---------- Input rows

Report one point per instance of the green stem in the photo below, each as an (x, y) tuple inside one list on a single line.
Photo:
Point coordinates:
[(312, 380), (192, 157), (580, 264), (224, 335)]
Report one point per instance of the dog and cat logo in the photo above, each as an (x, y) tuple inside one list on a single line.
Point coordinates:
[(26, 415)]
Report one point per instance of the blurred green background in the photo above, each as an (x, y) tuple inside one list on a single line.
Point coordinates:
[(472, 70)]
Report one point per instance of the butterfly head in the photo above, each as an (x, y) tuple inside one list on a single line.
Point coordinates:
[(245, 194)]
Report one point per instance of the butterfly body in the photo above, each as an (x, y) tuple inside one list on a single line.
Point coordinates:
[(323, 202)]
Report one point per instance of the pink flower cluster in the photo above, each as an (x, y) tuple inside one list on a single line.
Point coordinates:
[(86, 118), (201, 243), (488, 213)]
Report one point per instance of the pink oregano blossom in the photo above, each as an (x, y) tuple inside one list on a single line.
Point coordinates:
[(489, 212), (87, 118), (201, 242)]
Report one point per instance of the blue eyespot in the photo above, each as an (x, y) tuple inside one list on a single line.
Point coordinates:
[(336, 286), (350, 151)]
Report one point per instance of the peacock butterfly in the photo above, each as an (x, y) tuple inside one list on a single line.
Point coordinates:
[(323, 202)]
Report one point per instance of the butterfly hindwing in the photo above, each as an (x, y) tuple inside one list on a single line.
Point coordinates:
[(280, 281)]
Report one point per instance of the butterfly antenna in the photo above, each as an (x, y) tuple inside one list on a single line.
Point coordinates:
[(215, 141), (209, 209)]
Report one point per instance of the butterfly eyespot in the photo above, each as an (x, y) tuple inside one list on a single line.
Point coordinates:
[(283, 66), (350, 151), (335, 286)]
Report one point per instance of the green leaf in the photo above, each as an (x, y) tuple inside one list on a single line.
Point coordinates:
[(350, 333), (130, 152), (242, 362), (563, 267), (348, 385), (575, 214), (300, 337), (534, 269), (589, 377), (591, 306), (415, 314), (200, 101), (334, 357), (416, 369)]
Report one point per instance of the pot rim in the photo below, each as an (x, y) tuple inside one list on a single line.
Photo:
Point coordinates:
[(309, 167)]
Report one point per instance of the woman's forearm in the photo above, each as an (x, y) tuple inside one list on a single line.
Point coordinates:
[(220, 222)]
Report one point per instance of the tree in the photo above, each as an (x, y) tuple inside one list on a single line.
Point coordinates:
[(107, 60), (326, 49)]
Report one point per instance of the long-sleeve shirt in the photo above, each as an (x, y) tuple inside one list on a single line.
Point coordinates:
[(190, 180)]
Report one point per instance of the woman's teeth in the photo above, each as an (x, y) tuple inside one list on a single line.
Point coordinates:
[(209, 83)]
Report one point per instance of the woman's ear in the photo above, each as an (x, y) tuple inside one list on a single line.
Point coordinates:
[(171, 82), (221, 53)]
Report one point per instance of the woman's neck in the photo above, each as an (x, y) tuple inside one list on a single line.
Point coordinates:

--------------------

§ **Aim of the task**:
Reproduce every one of the records above word for word, keeping each line unchanged.

§ **Reply to the task**:
Report one point per instance of the green stem in the photo below, each as an (x, y) tuple inside one list on a single line.
Photo:
Point coordinates:
[(312, 380), (192, 157), (580, 264), (224, 335)]
Report one point per instance of the dog and cat logo in the photo above, each as an (x, y) tuple inside one list on a single line.
Point coordinates:
[(26, 415)]
Report one point per instance of the blurred green background in the photo above, each as an (x, y) tuple inside one list on a single line.
Point coordinates:
[(472, 70)]
Report one point per instance of the butterfly head in the photo above, each as an (x, y) tuple inside one list on a single line.
Point coordinates:
[(245, 194)]
Report one point per instance of the butterfly body in the photo above, each as an (x, y) tuple inside one list on a single line.
Point coordinates:
[(323, 202)]
Report one point per instance of the pink flower cluster in the photo above, each as an (x, y) tuple inside one list on a single line.
Point coordinates:
[(86, 118), (201, 243), (488, 213)]
Report one point per instance of the pink oregano blossom in the photo above, each as an (x, y) tuple inside one list on a single line.
Point coordinates:
[(489, 212), (87, 118), (201, 242)]
Report one point per instance of the blue eyespot in the photo above, each as an (x, y) tuple inside one list on a single line.
Point coordinates:
[(336, 286), (350, 151)]
Report one point per instance of the peacock butterfly in the photo above, each as an (x, y) tuple inside one list on a single line.
Point coordinates:
[(323, 202)]
Report one point per instance of the butterfly hindwing in the photo above, each as an (x, y) tuple inside one list on a single line.
Point coordinates:
[(280, 281)]
Report one point per instance of the butterfly antenna in the photo above, each as an (x, y) tuple inside one list on a single line.
Point coordinates:
[(215, 141), (209, 209)]
Report one point per instance of the butterfly eyespot in the photo above, each as an (x, y) tuple inside one list on a single line.
Point coordinates:
[(283, 66), (350, 151), (335, 286)]
Report one point per instance of the green leaf in the photo above, each as an (x, y) tuple inside one list on a single line.
Point coordinates:
[(350, 333), (130, 152), (242, 362), (563, 267), (348, 385), (575, 214), (300, 337), (534, 269), (589, 377), (591, 306), (415, 314), (200, 101), (334, 357), (416, 369)]
Report one point per instance of the pot rim in the photo below, each as an (x, y) tuple inside one list on a single line.
Photo:
Point coordinates:
[(309, 167)]
Report one point per instance of the woman's forearm in the photo above, each as an (x, y) tuple inside one list on a single line.
Point coordinates:
[(220, 222)]
Report one point per instance of the tree in the photo above, each as an (x, y) tuple inside one list on a single line.
Point coordinates:
[(107, 60), (326, 49)]
Report one point per instance of the long-sleeve shirt in the photo above, each as an (x, y) tuple inside one list on a single line.
Point coordinates:
[(190, 180)]
Report one point per instance of the woman's teeth in the photo above, each as an (x, y) tuple inside one list on a single line.
Point coordinates:
[(209, 83)]
Report one point per instance of the woman's ear in the photo above, each as an (x, y) tuple inside one list on a single line.
Point coordinates:
[(171, 82), (221, 53)]
Report one point per instance of the woman's neck in the photo above, each as an (x, y) tuple inside one list on a single line.
Point coordinates:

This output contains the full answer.